> _Work instruction_
Duplicate the part of the passage on fantasy baseball relievers between "Trying to find" and "to a sleeper.", inclusive.

Trying to find reliable relievers, especially closers, is like trying to catch squirrels with a hula hoop. Nobody wants to overpay or worse yet end up with a dud who kills your ratios and is always in danger of losing the gig. I’ll be rooting around on the waiver wire or in the final rounds of the draft this year for my saves so I’m not going to be the one to tell you to draft closers early or even at all. This is more about identifying three relievers who will be undervalued this year due to an injury or poor performance in 2012, but who will help fantasy teams either in saves, solid ratios, or strikeout numbers. We’ll start out with a no-brainer and work our way down to a sleeper.

Point-per-instance localization data

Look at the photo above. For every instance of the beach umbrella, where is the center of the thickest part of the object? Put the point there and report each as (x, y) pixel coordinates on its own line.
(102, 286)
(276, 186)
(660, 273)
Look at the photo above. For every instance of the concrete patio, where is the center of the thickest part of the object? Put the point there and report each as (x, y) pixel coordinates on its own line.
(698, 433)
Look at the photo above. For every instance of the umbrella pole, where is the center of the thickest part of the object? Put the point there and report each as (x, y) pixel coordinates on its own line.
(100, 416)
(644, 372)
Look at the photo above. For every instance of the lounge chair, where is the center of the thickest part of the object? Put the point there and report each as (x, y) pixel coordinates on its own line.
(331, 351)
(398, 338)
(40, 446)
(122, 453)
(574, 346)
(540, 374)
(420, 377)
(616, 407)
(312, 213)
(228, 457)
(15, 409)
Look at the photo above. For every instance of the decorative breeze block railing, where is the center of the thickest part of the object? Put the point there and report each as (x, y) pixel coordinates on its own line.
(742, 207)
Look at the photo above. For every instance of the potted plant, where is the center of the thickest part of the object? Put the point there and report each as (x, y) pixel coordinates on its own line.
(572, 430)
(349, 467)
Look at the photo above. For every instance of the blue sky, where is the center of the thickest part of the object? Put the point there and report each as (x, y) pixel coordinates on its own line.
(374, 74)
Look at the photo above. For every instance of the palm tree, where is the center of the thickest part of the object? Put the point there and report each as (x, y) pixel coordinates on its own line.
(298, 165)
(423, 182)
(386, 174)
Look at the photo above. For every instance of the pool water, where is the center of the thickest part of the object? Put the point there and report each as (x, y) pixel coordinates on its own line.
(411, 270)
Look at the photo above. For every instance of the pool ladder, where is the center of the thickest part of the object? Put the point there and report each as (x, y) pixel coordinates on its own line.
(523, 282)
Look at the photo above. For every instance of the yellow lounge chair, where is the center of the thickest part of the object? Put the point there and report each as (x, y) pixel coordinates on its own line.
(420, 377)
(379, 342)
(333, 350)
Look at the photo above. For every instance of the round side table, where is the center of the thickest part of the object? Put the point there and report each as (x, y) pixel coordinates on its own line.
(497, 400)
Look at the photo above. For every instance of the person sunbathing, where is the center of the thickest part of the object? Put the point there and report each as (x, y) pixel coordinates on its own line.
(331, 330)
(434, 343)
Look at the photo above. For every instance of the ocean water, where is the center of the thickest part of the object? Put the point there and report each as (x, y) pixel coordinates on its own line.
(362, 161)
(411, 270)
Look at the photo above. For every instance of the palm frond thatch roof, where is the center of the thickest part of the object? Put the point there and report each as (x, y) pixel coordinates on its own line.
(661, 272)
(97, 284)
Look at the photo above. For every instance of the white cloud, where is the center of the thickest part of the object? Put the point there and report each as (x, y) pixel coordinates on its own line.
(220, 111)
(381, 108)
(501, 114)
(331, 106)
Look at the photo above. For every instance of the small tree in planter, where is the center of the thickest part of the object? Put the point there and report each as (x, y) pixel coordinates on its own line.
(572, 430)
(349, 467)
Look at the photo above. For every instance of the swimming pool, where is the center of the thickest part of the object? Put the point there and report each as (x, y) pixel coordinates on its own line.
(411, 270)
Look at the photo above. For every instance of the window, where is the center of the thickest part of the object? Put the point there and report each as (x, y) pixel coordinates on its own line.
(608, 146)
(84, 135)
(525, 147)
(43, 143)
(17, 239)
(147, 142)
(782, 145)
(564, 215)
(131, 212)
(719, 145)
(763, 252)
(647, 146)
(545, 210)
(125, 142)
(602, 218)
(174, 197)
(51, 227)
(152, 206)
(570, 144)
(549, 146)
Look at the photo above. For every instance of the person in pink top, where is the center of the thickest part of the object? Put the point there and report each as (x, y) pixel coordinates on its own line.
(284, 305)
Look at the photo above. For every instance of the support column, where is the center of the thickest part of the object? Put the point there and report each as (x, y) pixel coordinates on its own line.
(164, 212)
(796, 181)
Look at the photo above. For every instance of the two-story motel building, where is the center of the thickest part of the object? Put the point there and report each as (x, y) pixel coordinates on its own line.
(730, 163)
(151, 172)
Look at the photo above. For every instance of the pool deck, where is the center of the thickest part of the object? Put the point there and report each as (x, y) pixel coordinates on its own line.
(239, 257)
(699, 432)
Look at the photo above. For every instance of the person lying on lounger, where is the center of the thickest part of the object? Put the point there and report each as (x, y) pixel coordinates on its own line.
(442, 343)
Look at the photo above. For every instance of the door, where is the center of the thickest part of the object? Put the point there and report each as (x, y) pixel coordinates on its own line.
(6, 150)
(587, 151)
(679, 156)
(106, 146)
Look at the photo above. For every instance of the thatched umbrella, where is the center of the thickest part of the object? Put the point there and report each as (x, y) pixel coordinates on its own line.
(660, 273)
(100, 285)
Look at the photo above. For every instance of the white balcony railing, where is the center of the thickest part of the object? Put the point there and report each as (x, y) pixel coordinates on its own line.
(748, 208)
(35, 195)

> _Task answer_
Trying to find reliable relievers, especially closers, is like trying to catch squirrels with a hula hoop. Nobody wants to overpay or worse yet end up with a dud who kills your ratios and is always in danger of losing the gig. I’ll be rooting around on the waiver wire or in the final rounds of the draft this year for my saves so I’m not going to be the one to tell you to draft closers early or even at all. This is more about identifying three relievers who will be undervalued this year due to an injury or poor performance in 2012, but who will help fantasy teams either in saves, solid ratios, or strikeout numbers. We’ll start out with a no-brainer and work our way down to a sleeper.